Anyone can see this across a range of stories:- here are a few

Coverage of the Sandie Peggie case and its latest Sandie Peggie coverage here

Its latest coverage of the Darlington nurses

Its latest coverage of the EHRC guidance on the Supreme Court judgment and here

Its report on the court case of child sex offender Natalie Wolf (particularly noticeable because unlike in the Graham Linehan case, the court used female pronouns, which the BBC ignored)

To be fair, you don’t need inside information to see this is happening. It’s written all over the output.

This follows a BBC acknowledgement both internally and externally that it made mistakes with its ‘trans coverage’ and is trying to get things right.

'Richard Burgess, the Director of News content, told journalists in an all staff call that they must cover the the gender debate impartially and consider the views of all sides. He said he 'did not think any of us would say' that the BBC had got its coverage right over the last decade' 

(from the Telegraph report)

That’s where we are right now. This all follows the leak of the Prescott memo which detailed not only bias across a range of issues, but inactivity from news executives in response.

The shift has been going on for a while. For BBC Scotland, the Sandie Peggie case was an opportunity to move to a type of neutrality which it took seriously, and which is being sustained. BBC Northern Ireland has been making similar changes. BBC Wales has made efforts to stem the flood of activist content. BBC Health has been covering the story fairly. The Social Affairs editor has produced truly solid coverage. Sandie Peggie’s lawyer was interviewed at length. The range of issues that’s touched by TQ+ and women’s rights is now being shared between a proper range of correspondents. The Identity Hub can’t exercise a veto any more.

On the other hand: some teams think facts need a trigger warning (we wrote to them about this) the BBC does still use ‘trans women’ and always qualifies the word male, it still substitutes ‘trans’ for ‘male’ in key stories, its reporting is still patchy (for example its coverage of the puberty blocker trial has been a thin version of what’s needed), drag still holds sway and its regional reporting is still pretty well sunk in a bog of affirmation.

The new policy is a great move, but with further to go.

Unfortunately but entirely predictably it will face a wave of gender activism as it moves forward. Jolyon Maugham says it is ‘looking with lawyers at the BBC whitewashing of trans existence’ and has launched a special crowdfunder. No one minds much what he says but internal activists could use it as a reason to defer further progress. Then there’s the complaints activism - like the 428 people who object to Martine Croxall saying ‘pregnant women’. It’s not rational behaviour but it can be very effective. And no credit will be given for the BBC’s decade of compliance.

 

BBC thinking after For Women Scotland won at the Supreme Court was that it would be enough to put ‘trans’ in front of ‘woman’ to satisfy due accuracy’. Some stories had exactly that edit but female pronouns were still used. Only this year she/her was being used for Abbi Taylor, Joanna Rowland-Stuart and Zoe Watts. Public pressure has encouraged the BBC to go further.

Not far enough but it is a proper and substantive shift. The BBC is as vital as Press Association copy in shaping how the rest of the media covers these stories. It provides deep background for a wider cultural shift. Even Channel 4 - which fell harder, faster and for longer than the BBC - declined to use ‘she’ for Sophia Brooks. Sky News too, and ITV.

We need it to hold on to this progress and support it to go further. The gender identity activists, for once, are right: yes, the BBC has moved, and not in a direction they like.
□ □ □ □ □
● **Problem description**
Reproduce the section of the piece on BBC coverage that opens with the words containing "Its report on" and closes with "the Telegraph report)". The records below are separate from the piece on BBC coverage above.

(Picture region annotation data)
□ □ □ □ □
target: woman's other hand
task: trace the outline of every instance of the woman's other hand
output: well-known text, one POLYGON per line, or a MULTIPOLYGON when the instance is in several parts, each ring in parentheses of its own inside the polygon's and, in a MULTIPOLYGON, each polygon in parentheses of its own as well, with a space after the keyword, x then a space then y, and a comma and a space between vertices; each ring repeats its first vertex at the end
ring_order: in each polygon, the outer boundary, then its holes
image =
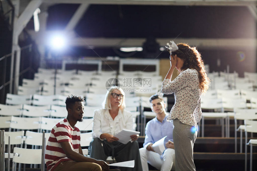
POLYGON ((171 67, 175 67, 176 66, 176 65, 177 65, 177 55, 175 55, 174 56, 170 55, 169 59, 171 67))

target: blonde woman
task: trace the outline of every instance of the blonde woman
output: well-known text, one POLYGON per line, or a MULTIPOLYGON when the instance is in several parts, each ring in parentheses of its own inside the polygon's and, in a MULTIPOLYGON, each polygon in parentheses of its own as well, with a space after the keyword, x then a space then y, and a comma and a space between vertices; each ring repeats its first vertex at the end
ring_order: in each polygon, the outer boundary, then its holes
POLYGON ((132 115, 125 110, 125 94, 117 87, 110 88, 106 94, 103 108, 95 111, 93 118, 93 140, 88 148, 91 157, 105 161, 108 156, 118 162, 135 160, 135 167, 120 168, 122 171, 142 170, 137 135, 126 144, 117 141, 115 135, 123 129, 132 130, 132 115))
POLYGON ((173 121, 176 171, 195 171, 193 158, 197 135, 197 123, 201 119, 201 95, 208 88, 207 77, 201 55, 195 47, 173 41, 169 50, 170 68, 163 81, 162 92, 174 93, 175 102, 167 119, 173 121), (175 68, 179 74, 171 79, 175 68))

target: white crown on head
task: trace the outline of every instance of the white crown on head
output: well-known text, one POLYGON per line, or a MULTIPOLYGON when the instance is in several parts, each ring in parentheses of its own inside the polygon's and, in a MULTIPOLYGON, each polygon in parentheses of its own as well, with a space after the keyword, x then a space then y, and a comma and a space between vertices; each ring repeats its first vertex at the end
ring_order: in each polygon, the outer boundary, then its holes
POLYGON ((170 45, 169 43, 167 43, 167 45, 169 46, 169 47, 165 46, 165 47, 169 49, 172 52, 175 52, 178 49, 178 47, 174 41, 169 41, 171 43, 171 44, 170 45))

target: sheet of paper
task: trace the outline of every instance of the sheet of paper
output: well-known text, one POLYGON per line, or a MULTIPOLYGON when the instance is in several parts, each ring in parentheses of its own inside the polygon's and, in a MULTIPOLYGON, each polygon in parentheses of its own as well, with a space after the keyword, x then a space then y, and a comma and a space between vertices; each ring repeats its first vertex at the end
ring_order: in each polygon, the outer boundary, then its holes
POLYGON ((114 136, 119 138, 118 141, 126 144, 131 140, 130 135, 137 135, 140 133, 140 132, 132 130, 123 129, 121 131, 114 135, 114 136))
POLYGON ((154 150, 160 155, 162 154, 163 152, 165 150, 164 140, 166 137, 167 136, 165 136, 159 140, 155 142, 152 146, 154 150))
POLYGON ((131 160, 127 161, 120 162, 119 163, 114 163, 111 164, 109 164, 109 166, 114 166, 119 167, 134 167, 135 166, 135 161, 131 160))

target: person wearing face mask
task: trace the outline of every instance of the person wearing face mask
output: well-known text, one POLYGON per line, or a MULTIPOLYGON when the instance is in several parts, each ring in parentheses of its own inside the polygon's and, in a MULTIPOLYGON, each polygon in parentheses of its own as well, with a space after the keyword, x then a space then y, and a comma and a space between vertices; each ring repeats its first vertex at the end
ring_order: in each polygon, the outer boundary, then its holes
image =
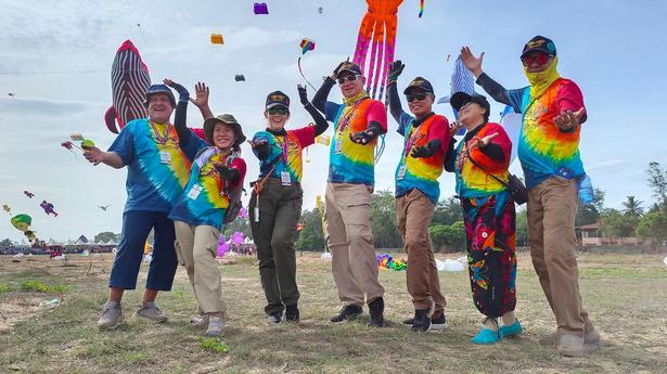
POLYGON ((408 254, 408 293, 414 317, 403 321, 412 331, 445 328, 445 296, 433 255, 428 227, 440 196, 438 178, 450 147, 449 122, 433 113, 435 93, 431 82, 414 78, 403 91, 411 116, 403 112, 397 80, 405 65, 394 62, 388 77, 389 112, 403 138, 403 152, 396 168, 396 219, 408 254))
POLYGON ((523 114, 518 159, 528 189, 530 257, 557 324, 546 340, 557 340, 563 356, 580 356, 585 343, 600 341, 582 307, 574 253, 577 184, 586 176, 579 154, 587 118, 581 91, 559 75, 555 44, 541 36, 530 39, 521 54, 530 83, 522 89, 506 90, 485 74, 484 53, 476 57, 464 47, 461 56, 491 98, 523 114))
POLYGON ((325 216, 332 273, 343 307, 330 321, 354 319, 368 304, 369 325, 382 327, 384 288, 377 281, 370 214, 375 184, 374 149, 377 137, 387 131, 387 113, 381 101, 369 96, 364 83, 361 68, 343 62, 324 80, 312 103, 334 122, 325 216), (336 81, 343 104, 326 101, 336 81))
POLYGON ((457 92, 450 103, 466 133, 456 152, 448 155, 445 168, 456 175, 473 304, 485 315, 472 341, 495 344, 522 332, 514 315, 516 214, 505 188, 512 141, 500 125, 489 122, 491 107, 483 95, 457 92))
POLYGON ((290 119, 290 98, 274 91, 267 96, 264 112, 269 126, 251 141, 253 152, 259 158, 260 172, 251 197, 249 219, 267 298, 265 312, 270 323, 299 321, 294 238, 304 199, 300 184, 303 151, 329 127, 308 101, 306 88, 298 86, 297 90, 315 126, 285 130, 290 119))
POLYGON ((174 222, 168 214, 181 196, 191 159, 203 142, 196 137, 180 139, 175 125, 169 121, 176 108, 175 122, 185 127, 188 100, 188 91, 179 90, 177 106, 174 93, 166 85, 153 85, 145 94, 147 118, 128 122, 107 152, 85 149, 84 155, 94 165, 128 168, 123 232, 111 271, 108 300, 98 320, 99 330, 115 328, 123 321, 120 300, 125 289, 137 286, 143 248, 151 230, 155 232, 153 260, 142 306, 136 315, 154 322, 167 320, 156 307, 155 298, 159 291, 171 289, 178 266, 174 222))

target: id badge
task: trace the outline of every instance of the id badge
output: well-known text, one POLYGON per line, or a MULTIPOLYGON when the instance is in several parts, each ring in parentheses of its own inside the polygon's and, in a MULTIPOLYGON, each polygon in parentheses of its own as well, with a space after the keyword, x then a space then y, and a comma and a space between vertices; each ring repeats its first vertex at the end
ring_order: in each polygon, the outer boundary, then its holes
POLYGON ((398 168, 398 179, 403 178, 406 178, 406 166, 401 165, 400 168, 398 168))
POLYGON ((188 192, 188 197, 192 199, 196 199, 201 193, 202 193, 202 186, 198 184, 195 184, 188 192))
POLYGON ((171 154, 169 152, 161 151, 159 162, 167 165, 171 164, 171 154))
POLYGON ((280 181, 283 183, 283 185, 292 185, 292 177, 290 177, 290 172, 281 171, 280 181))

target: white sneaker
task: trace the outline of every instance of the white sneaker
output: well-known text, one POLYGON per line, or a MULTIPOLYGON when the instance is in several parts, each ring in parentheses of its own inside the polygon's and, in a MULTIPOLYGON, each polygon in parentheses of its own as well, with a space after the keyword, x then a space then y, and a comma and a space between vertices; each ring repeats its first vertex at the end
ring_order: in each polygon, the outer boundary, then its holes
POLYGON ((116 328, 120 322, 123 322, 123 310, 120 309, 120 302, 106 301, 104 308, 102 308, 102 314, 98 320, 98 330, 104 331, 116 328))

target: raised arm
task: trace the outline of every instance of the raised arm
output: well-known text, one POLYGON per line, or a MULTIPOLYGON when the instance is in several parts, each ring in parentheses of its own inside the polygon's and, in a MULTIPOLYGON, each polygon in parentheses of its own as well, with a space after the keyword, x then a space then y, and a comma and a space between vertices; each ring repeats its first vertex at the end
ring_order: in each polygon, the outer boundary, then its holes
POLYGON ((389 96, 389 113, 392 113, 392 117, 394 117, 394 119, 396 119, 396 121, 399 124, 400 115, 405 112, 400 105, 400 98, 398 96, 398 77, 403 72, 405 67, 406 65, 403 65, 400 60, 397 60, 392 64, 387 87, 387 93, 389 96))
POLYGON ((315 136, 321 136, 329 128, 329 122, 322 116, 322 114, 308 101, 308 92, 306 91, 306 87, 298 85, 296 87, 298 90, 298 96, 304 105, 306 112, 310 113, 312 120, 315 121, 315 136))
POLYGON ((195 99, 190 99, 190 101, 200 108, 200 112, 202 113, 202 118, 204 118, 204 120, 208 119, 208 118, 213 118, 213 112, 210 111, 210 107, 208 106, 208 94, 210 93, 208 87, 206 87, 206 83, 198 81, 195 86, 194 86, 194 92, 195 92, 195 99))
POLYGON ((174 116, 174 127, 176 128, 176 132, 178 133, 178 139, 181 145, 187 145, 190 142, 190 137, 192 132, 188 128, 188 101, 190 100, 190 92, 188 90, 175 82, 171 79, 165 79, 164 83, 171 87, 178 92, 178 104, 176 105, 176 115, 174 116))

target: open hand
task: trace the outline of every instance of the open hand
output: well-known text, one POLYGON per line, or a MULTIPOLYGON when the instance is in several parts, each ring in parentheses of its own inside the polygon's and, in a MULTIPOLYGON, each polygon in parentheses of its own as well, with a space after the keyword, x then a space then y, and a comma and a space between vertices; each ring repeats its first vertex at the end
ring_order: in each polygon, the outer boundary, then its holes
POLYGON ((97 146, 84 146, 84 157, 92 165, 100 165, 104 162, 104 152, 97 146))
POLYGON ((561 131, 569 131, 577 126, 581 125, 581 119, 586 115, 586 108, 581 107, 577 112, 567 109, 557 116, 553 117, 553 122, 561 129, 561 131))
POLYGON ((484 52, 482 52, 479 57, 475 57, 470 47, 465 46, 461 48, 461 60, 463 60, 463 64, 465 64, 465 67, 471 70, 475 78, 482 75, 482 62, 484 61, 484 52))
POLYGON ((208 94, 210 93, 206 83, 198 81, 194 86, 195 98, 190 99, 190 101, 196 105, 197 107, 206 107, 208 106, 208 94))

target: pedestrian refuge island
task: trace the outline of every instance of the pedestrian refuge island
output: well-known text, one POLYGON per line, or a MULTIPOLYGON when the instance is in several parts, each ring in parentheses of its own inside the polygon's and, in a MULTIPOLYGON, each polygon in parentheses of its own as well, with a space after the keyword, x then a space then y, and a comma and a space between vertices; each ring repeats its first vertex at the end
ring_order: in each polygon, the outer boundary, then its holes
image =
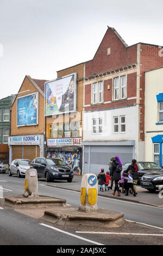
POLYGON ((92 173, 84 174, 82 180, 80 202, 78 210, 87 212, 98 210, 98 182, 97 176, 92 173))

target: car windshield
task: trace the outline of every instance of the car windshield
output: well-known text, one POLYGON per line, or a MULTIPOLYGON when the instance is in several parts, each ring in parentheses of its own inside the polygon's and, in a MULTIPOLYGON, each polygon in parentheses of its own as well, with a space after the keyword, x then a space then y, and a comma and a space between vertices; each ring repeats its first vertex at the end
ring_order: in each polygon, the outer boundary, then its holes
POLYGON ((21 166, 29 166, 31 162, 30 160, 19 160, 19 163, 21 166))
POLYGON ((158 166, 156 163, 151 162, 145 162, 138 163, 140 170, 146 169, 150 170, 153 169, 157 169, 161 170, 161 167, 158 166))
POLYGON ((46 159, 47 162, 50 165, 58 165, 58 166, 65 166, 65 163, 61 159, 46 159))

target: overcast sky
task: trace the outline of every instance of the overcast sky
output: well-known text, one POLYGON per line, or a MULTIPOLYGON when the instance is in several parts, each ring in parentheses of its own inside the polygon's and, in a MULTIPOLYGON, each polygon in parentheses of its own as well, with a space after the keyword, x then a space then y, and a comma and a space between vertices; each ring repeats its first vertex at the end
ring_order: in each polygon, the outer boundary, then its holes
POLYGON ((107 29, 126 43, 163 45, 162 0, 0 0, 0 99, 16 93, 26 75, 92 59, 107 29))

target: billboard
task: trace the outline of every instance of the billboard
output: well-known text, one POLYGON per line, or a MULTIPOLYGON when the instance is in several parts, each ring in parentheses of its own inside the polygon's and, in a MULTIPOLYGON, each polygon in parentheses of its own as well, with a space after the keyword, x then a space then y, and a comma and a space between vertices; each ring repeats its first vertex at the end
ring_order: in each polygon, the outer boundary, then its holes
POLYGON ((17 99, 17 126, 37 125, 38 113, 38 93, 17 99))
POLYGON ((45 115, 76 111, 77 74, 45 83, 45 115))

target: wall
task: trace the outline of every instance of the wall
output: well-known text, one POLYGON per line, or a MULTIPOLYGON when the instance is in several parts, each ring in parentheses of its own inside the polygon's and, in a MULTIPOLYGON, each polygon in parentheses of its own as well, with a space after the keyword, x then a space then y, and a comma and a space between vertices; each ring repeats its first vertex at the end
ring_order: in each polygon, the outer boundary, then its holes
POLYGON ((11 136, 41 134, 45 131, 45 117, 44 117, 44 97, 39 93, 39 125, 29 126, 17 127, 17 98, 22 96, 27 95, 37 92, 36 88, 32 84, 27 76, 26 76, 19 92, 30 90, 29 92, 18 94, 11 107, 11 136))

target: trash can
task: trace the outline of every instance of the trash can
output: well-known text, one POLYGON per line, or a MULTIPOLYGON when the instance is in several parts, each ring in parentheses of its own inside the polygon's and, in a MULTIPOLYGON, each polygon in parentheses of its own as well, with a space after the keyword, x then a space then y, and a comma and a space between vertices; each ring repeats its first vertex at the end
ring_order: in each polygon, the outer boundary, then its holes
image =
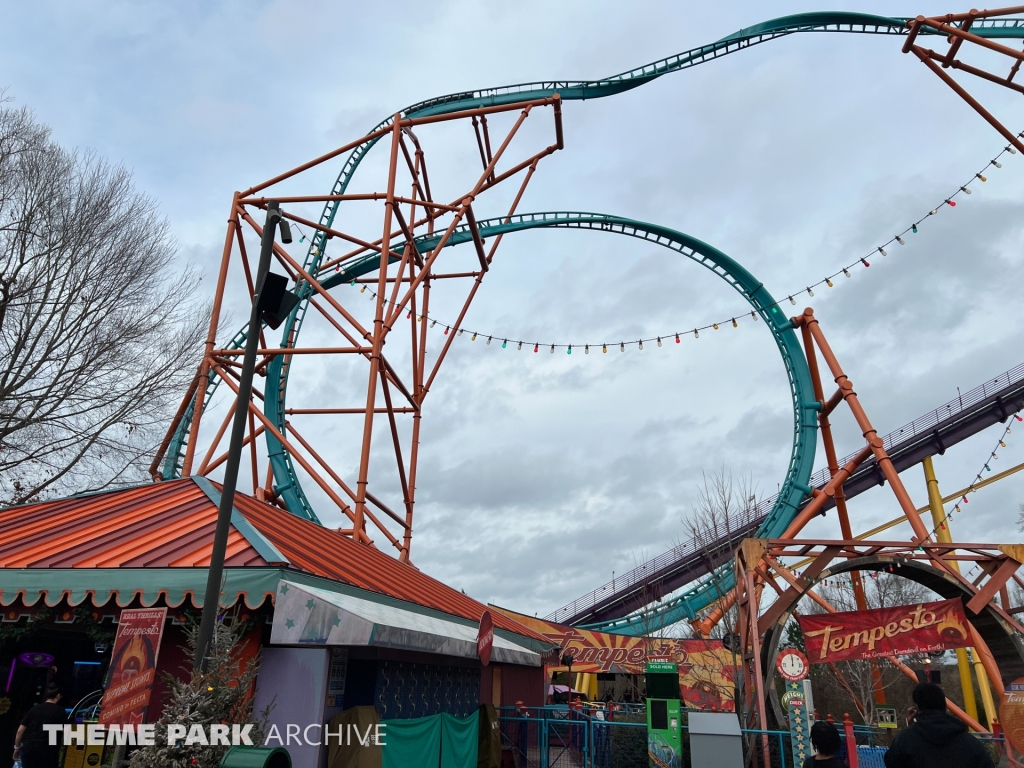
POLYGON ((284 746, 232 746, 220 768, 292 768, 292 756, 284 746))

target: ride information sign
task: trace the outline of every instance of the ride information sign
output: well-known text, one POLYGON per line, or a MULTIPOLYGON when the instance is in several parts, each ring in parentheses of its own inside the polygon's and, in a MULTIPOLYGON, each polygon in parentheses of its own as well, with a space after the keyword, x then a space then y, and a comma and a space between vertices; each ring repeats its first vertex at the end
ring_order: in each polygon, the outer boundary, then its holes
POLYGON ((99 722, 121 725, 143 722, 157 677, 157 656, 164 636, 167 608, 121 611, 103 691, 99 722))

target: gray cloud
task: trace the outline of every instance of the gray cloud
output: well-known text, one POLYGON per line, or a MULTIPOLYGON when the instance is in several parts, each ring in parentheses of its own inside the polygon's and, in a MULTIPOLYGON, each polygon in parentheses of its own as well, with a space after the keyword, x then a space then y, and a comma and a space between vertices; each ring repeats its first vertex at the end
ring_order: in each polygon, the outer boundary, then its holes
MULTIPOLYGON (((892 12, 883 3, 844 7, 892 12)), ((134 169, 170 217, 182 258, 205 268, 212 292, 232 190, 354 138, 407 103, 535 78, 606 75, 811 9, 805 2, 655 2, 629 14, 581 2, 35 3, 9 9, 0 67, 3 84, 57 138, 134 169)), ((1024 128, 1012 94, 976 92, 1024 128)), ((591 210, 673 226, 733 256, 783 299, 888 241, 1004 143, 899 53, 897 39, 846 35, 796 35, 612 99, 566 104, 565 132, 566 150, 541 165, 521 210, 591 210)), ((549 134, 538 121, 522 152, 549 134)), ((456 190, 475 172, 470 138, 454 129, 423 132, 438 189, 456 190)), ((1021 162, 1007 158, 988 182, 972 185, 974 195, 957 198, 955 210, 940 209, 906 246, 869 258, 869 269, 783 304, 793 312, 815 307, 880 431, 1021 361, 1021 162)), ((360 188, 376 183, 383 163, 371 155, 360 188)), ((317 171, 301 188, 327 190, 339 167, 317 171)), ((502 191, 501 203, 510 194, 502 191)), ((501 210, 498 200, 480 205, 481 215, 501 210)), ((342 221, 373 233, 372 214, 353 207, 342 221)), ((452 254, 451 263, 468 258, 452 254)), ((237 271, 230 279, 240 285, 237 271)), ((369 302, 350 290, 336 295, 364 316, 369 302)), ((228 300, 236 317, 245 314, 239 296, 228 300)), ((438 317, 454 318, 458 306, 454 289, 438 290, 438 317)), ((506 240, 466 325, 498 338, 614 345, 743 311, 735 293, 678 254, 553 231, 506 240)), ((432 349, 440 330, 431 331, 432 349)), ((315 319, 303 333, 310 345, 337 339, 315 319)), ((525 345, 483 342, 455 343, 427 400, 413 550, 420 567, 475 597, 544 614, 671 546, 701 470, 725 466, 767 494, 783 476, 787 385, 762 324, 741 319, 738 330, 627 353, 611 346, 607 354, 534 354, 525 345)), ((392 342, 389 353, 400 360, 398 346, 392 342)), ((290 404, 354 404, 366 386, 365 368, 352 360, 303 358, 290 404)), ((854 450, 852 420, 836 421, 840 452, 854 450)), ((295 423, 351 478, 357 425, 295 423)), ((1006 466, 1024 460, 1024 443, 1013 436, 1000 454, 1006 466)), ((937 460, 943 488, 970 482, 994 439, 989 430, 937 460)), ((397 505, 387 440, 381 422, 372 478, 397 505)), ((920 470, 905 475, 922 503, 920 470)), ((1016 540, 1020 478, 974 497, 954 523, 957 535, 1016 540)), ((325 519, 341 522, 322 493, 309 493, 325 519)), ((854 526, 897 512, 879 488, 856 500, 854 526)), ((829 518, 809 530, 834 529, 829 518)))

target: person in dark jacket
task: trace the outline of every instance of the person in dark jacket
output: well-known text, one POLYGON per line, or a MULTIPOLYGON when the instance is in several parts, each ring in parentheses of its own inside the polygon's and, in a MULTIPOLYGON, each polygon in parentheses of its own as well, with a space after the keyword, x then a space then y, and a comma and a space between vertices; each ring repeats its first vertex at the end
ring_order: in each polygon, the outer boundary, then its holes
POLYGON ((935 683, 913 689, 918 714, 886 752, 886 768, 994 768, 981 741, 946 713, 946 696, 935 683))
POLYGON ((43 703, 29 710, 14 735, 14 760, 20 760, 23 768, 57 768, 62 737, 58 734, 51 744, 43 726, 67 723, 68 713, 58 703, 60 689, 55 685, 47 686, 43 695, 43 703))
POLYGON ((812 725, 811 746, 815 754, 804 761, 804 768, 846 768, 846 760, 840 754, 843 742, 834 724, 819 720, 812 725))

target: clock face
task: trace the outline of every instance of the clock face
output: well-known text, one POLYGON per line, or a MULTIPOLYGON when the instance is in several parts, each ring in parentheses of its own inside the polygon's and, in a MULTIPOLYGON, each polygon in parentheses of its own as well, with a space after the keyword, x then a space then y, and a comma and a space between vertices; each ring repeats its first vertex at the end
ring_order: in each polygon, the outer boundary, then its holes
POLYGON ((779 656, 778 671, 786 680, 803 680, 807 677, 807 659, 800 651, 787 650, 779 656))

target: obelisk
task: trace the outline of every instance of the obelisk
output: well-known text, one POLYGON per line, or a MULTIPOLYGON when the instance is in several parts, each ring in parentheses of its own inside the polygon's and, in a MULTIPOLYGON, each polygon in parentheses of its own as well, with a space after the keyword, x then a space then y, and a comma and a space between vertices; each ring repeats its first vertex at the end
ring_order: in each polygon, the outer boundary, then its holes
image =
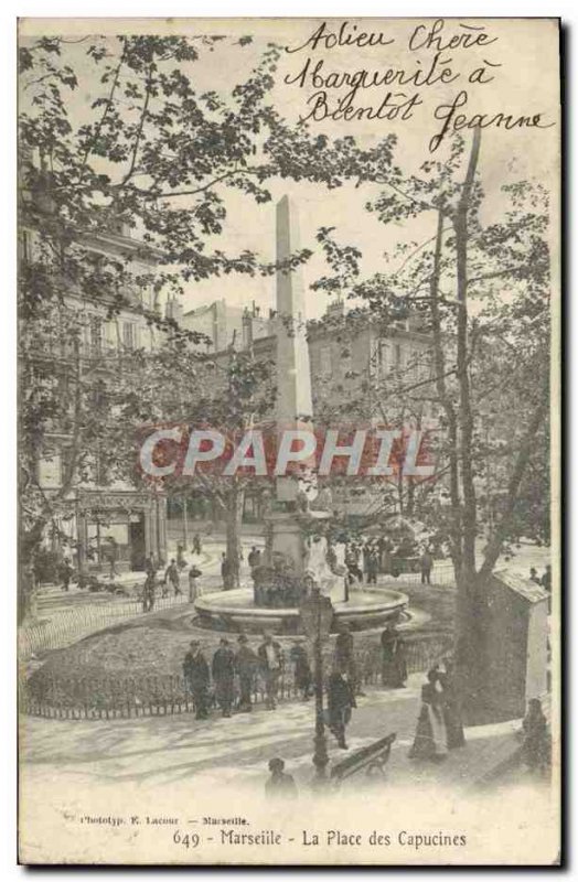
MULTIPOLYGON (((312 432, 313 402, 311 370, 306 334, 304 292, 300 268, 287 265, 299 250, 298 219, 288 196, 277 204, 276 216, 277 269, 276 336, 277 336, 277 399, 276 423, 278 443, 285 430, 304 429, 312 432)), ((272 530, 272 551, 290 559, 297 572, 303 571, 304 537, 297 520, 299 494, 311 491, 312 478, 296 476, 276 478, 275 512, 269 518, 272 530)))
MULTIPOLYGON (((288 196, 277 203, 277 262, 288 263, 299 251, 298 216, 288 196)), ((313 401, 307 342, 303 279, 300 267, 277 270, 277 430, 312 431, 313 401)), ((291 477, 277 480, 280 503, 295 503, 300 490, 308 492, 311 481, 291 477)))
□ □ □ □ □
● **Task solution**
Its report on the court case of child sex offender Natalie Wolf (particularly noticeable because unlike in the Graham Linehan case, the court used female pronouns, which the BBC ignored)

To be fair, you don’t need inside information to see this is happening. It’s written all over the output.

This follows a BBC acknowledgement both internally and externally that it made mistakes with its ‘trans coverage’ and is trying to get things right.

'Richard Burgess, the Director of News content, told journalists in an all staff call that they must cover the the gender debate impartially and consider the views of all sides. He said he 'did not think any of us would say' that the BBC had got its coverage right over the last decade' 

(from the Telegraph report)